======== Provided information ========

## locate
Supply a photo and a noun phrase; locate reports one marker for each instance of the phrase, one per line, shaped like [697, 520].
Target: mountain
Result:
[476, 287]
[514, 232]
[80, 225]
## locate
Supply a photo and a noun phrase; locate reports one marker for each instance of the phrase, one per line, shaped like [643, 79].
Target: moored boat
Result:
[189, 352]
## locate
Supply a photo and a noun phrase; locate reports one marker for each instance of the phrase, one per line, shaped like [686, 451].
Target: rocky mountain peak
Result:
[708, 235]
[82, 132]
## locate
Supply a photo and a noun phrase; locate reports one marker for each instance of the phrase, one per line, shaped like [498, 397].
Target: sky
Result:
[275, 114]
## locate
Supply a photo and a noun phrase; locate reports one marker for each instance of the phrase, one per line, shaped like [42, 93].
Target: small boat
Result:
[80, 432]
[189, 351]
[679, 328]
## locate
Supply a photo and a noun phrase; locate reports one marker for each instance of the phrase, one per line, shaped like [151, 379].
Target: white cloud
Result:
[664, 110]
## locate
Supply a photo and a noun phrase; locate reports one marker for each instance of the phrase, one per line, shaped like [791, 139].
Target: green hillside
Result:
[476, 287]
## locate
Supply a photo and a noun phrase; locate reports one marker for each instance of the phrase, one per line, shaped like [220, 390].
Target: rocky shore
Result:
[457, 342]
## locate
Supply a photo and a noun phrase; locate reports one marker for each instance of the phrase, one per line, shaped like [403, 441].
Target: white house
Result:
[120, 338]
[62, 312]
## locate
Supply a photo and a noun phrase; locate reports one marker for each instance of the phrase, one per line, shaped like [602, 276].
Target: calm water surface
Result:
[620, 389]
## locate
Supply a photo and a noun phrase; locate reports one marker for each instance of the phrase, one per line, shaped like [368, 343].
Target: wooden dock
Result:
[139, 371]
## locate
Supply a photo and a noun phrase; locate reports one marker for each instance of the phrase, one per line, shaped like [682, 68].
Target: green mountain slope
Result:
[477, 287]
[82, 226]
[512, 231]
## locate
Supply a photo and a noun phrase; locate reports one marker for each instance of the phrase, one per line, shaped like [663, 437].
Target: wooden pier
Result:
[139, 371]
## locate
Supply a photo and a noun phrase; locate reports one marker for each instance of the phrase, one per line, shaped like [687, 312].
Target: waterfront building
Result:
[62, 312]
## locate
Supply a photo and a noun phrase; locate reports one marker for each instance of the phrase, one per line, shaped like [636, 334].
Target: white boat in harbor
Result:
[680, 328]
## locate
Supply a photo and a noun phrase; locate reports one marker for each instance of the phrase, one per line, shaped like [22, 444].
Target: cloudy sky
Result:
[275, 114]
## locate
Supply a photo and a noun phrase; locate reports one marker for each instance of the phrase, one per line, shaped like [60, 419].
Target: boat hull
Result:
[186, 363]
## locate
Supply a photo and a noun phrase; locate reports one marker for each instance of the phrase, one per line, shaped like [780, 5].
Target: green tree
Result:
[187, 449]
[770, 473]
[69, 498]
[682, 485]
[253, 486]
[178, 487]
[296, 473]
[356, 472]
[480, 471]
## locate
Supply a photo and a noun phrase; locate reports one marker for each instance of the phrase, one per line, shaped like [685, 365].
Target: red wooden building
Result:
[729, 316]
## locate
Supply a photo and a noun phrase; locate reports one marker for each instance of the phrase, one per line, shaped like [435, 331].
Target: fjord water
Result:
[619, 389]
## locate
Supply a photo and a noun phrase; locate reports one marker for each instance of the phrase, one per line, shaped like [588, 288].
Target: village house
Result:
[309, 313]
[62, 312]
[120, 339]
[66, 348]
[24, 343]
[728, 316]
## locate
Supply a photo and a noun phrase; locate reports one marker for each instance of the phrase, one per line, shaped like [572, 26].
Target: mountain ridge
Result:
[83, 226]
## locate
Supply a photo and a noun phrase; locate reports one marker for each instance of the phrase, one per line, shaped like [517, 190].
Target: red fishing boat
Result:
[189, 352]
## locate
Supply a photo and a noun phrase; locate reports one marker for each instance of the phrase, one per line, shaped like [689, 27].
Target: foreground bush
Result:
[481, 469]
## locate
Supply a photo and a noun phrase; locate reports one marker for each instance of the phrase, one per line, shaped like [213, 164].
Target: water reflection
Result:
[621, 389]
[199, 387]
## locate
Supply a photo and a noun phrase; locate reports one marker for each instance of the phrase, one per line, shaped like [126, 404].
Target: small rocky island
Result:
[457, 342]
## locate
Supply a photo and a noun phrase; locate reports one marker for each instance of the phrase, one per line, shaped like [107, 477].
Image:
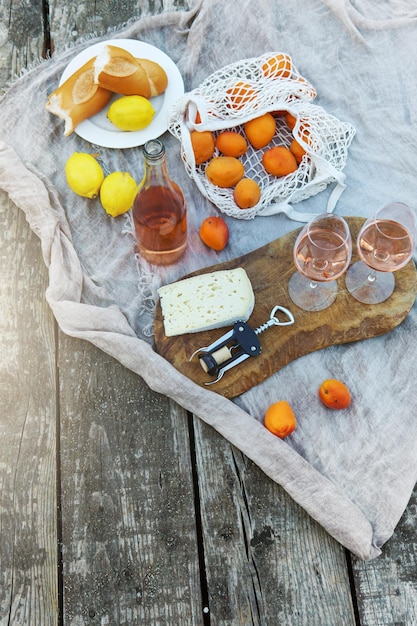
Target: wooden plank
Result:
[28, 538]
[387, 587]
[267, 562]
[72, 21]
[128, 520]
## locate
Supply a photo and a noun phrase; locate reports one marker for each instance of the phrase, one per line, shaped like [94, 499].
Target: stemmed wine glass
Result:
[385, 244]
[322, 252]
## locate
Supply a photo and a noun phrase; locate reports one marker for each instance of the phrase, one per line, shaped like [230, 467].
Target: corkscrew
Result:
[237, 345]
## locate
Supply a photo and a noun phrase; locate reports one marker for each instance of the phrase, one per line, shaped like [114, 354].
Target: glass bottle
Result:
[159, 211]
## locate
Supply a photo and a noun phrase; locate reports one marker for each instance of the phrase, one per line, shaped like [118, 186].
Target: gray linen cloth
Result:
[354, 470]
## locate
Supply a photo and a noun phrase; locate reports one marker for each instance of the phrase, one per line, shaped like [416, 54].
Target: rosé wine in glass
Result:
[385, 244]
[322, 252]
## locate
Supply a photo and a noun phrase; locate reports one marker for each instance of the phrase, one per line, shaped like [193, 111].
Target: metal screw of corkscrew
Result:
[237, 345]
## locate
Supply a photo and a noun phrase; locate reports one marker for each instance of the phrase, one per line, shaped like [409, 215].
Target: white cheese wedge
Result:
[207, 301]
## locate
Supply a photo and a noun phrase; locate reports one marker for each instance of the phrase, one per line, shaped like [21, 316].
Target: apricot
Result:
[279, 161]
[231, 143]
[334, 394]
[224, 171]
[247, 193]
[214, 232]
[203, 144]
[280, 419]
[240, 94]
[260, 130]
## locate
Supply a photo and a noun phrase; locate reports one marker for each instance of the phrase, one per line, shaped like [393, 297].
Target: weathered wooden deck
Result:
[116, 506]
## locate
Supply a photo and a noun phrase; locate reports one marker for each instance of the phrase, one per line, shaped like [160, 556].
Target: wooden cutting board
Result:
[269, 269]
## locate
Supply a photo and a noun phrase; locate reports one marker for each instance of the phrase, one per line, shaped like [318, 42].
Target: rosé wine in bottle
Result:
[159, 211]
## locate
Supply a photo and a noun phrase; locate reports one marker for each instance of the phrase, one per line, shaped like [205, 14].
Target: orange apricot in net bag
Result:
[225, 171]
[260, 130]
[247, 193]
[279, 161]
[240, 94]
[280, 419]
[231, 143]
[278, 66]
[203, 144]
[334, 394]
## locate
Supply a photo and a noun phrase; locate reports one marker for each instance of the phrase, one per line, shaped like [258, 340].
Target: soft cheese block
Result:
[207, 301]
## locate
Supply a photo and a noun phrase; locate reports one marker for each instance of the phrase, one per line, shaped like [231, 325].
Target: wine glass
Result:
[322, 252]
[385, 244]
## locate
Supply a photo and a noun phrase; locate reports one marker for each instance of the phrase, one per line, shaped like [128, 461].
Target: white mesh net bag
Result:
[250, 88]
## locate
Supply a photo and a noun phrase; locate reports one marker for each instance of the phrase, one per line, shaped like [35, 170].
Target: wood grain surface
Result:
[269, 268]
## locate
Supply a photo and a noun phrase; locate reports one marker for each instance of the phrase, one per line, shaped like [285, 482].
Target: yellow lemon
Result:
[131, 113]
[117, 193]
[84, 174]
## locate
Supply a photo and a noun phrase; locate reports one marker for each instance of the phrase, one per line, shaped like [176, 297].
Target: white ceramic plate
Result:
[98, 129]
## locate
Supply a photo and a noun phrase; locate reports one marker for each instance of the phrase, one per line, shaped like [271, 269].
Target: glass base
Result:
[367, 285]
[311, 296]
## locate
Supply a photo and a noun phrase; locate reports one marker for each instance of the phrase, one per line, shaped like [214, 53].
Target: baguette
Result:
[117, 70]
[78, 98]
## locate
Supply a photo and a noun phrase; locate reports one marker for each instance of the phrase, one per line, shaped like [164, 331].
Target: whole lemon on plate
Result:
[117, 193]
[84, 174]
[131, 113]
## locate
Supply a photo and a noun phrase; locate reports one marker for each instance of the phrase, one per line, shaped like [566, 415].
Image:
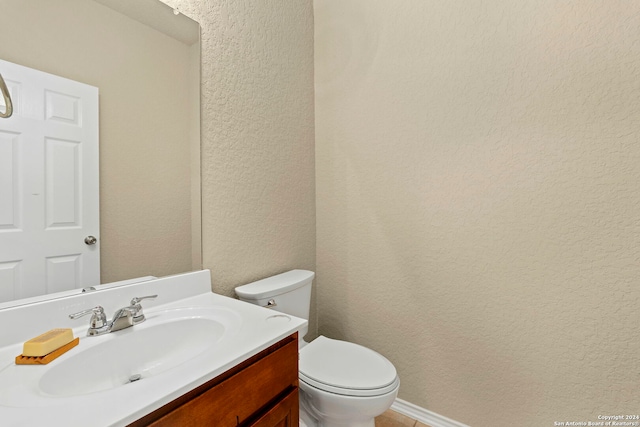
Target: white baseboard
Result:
[424, 415]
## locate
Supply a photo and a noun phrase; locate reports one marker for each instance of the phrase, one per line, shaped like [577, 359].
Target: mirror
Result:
[145, 61]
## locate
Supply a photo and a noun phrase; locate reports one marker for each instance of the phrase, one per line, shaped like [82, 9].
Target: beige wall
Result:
[478, 211]
[257, 138]
[142, 77]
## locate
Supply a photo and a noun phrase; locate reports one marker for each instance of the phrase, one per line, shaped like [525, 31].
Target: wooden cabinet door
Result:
[283, 414]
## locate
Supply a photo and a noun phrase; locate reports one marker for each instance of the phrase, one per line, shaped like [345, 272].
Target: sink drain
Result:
[135, 377]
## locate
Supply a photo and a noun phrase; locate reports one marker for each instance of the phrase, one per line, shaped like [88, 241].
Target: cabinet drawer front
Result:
[235, 399]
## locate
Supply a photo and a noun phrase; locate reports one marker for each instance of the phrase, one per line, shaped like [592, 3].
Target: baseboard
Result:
[424, 415]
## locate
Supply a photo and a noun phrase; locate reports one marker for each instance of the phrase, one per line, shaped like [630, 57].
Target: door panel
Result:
[49, 193]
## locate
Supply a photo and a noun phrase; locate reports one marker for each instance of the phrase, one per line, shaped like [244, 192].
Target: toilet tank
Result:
[291, 292]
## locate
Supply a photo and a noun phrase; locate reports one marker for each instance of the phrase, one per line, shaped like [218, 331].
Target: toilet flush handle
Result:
[270, 304]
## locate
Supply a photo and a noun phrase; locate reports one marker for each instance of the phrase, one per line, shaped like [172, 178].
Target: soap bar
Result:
[47, 342]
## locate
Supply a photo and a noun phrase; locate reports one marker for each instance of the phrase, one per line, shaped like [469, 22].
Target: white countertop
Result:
[22, 403]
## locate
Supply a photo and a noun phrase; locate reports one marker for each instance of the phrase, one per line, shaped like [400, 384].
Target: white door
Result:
[48, 185]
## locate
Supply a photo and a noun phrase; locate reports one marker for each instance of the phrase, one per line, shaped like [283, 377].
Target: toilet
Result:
[342, 384]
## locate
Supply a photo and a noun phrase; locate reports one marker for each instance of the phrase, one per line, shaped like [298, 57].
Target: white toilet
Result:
[341, 383]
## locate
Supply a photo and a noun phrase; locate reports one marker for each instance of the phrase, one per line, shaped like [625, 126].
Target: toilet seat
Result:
[346, 368]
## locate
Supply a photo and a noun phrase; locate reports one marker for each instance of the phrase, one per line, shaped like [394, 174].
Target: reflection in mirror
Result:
[145, 62]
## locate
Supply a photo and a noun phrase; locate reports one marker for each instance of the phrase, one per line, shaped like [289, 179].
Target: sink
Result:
[166, 340]
[190, 337]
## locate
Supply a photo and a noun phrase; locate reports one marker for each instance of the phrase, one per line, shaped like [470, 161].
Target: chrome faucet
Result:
[123, 318]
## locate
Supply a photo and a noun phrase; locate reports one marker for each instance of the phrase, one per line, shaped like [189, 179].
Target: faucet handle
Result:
[137, 300]
[98, 319]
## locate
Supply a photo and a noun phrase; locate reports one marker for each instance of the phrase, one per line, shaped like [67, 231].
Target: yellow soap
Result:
[47, 342]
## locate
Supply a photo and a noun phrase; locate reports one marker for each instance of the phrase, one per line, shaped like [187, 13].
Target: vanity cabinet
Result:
[259, 392]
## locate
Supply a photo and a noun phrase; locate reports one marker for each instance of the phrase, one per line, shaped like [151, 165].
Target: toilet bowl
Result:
[342, 384]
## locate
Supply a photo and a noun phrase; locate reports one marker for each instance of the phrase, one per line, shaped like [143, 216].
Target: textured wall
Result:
[145, 224]
[258, 184]
[478, 212]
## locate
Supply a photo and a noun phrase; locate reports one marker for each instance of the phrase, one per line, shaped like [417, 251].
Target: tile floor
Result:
[394, 419]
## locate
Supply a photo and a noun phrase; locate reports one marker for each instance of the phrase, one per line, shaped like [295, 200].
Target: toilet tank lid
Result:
[275, 285]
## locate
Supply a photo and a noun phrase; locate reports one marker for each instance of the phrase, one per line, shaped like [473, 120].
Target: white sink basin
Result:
[166, 340]
[191, 336]
[136, 353]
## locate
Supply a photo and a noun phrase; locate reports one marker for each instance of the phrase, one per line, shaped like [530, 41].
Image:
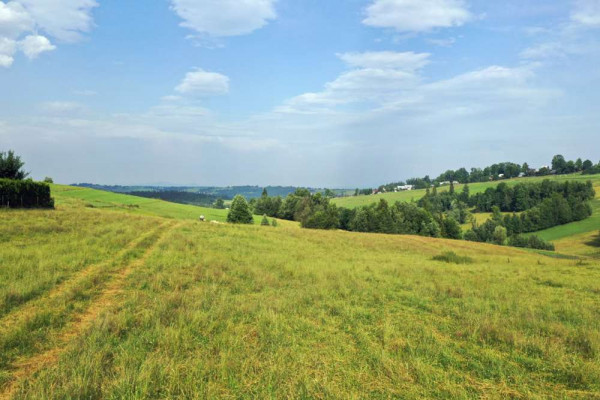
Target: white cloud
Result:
[224, 17]
[587, 13]
[203, 83]
[62, 107]
[33, 45]
[8, 47]
[407, 61]
[378, 77]
[62, 19]
[417, 15]
[394, 82]
[22, 20]
[14, 19]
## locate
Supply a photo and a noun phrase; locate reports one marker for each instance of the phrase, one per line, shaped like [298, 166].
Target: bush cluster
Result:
[25, 194]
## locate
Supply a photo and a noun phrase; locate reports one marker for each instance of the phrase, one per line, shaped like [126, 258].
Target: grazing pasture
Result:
[479, 187]
[112, 302]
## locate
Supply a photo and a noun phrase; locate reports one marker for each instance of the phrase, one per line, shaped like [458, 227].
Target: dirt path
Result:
[25, 368]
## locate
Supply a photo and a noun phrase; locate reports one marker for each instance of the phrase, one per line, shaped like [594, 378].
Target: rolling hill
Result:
[112, 296]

========

Exercise requirements:
Throughout the data above, report every line that contains the string "apricot".

Response to the task:
Target: apricot
Target: orange apricot in net bag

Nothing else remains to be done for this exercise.